■ INPUT ■
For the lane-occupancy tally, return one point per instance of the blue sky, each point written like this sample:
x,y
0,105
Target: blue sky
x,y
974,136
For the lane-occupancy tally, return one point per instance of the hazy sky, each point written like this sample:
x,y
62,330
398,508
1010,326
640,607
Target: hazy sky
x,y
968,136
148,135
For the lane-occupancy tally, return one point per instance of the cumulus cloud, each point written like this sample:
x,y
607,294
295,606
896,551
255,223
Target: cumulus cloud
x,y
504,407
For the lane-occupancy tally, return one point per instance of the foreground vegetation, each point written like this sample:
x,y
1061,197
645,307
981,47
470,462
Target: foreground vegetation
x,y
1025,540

■ TASK DIRECTIONS ■
A complete, exact copy of the entries above is what is wanted.

■ RESPONSE ■
For the lane-occupancy tally, return one point per instance of the blue sky, each point written like this sample:
x,y
0,105
Target: blue sky
x,y
974,136
For the lane-occupancy tally, return one point per instance of the hazy sky, each point written like this sample:
x,y
62,330
398,508
1010,326
640,607
Target: hazy sky
x,y
968,136
148,135
For the lane-occupancy tally, return one point per instance of the cumulus cloud, each point written like this sample:
x,y
607,294
295,606
896,551
255,223
Target: cumulus cloud
x,y
504,407
For the lane-occupancy tally, return one point per instance of the foreground vegetation, each point written like this sample:
x,y
1061,197
645,307
981,47
470,462
Target: foreground vegetation
x,y
1025,540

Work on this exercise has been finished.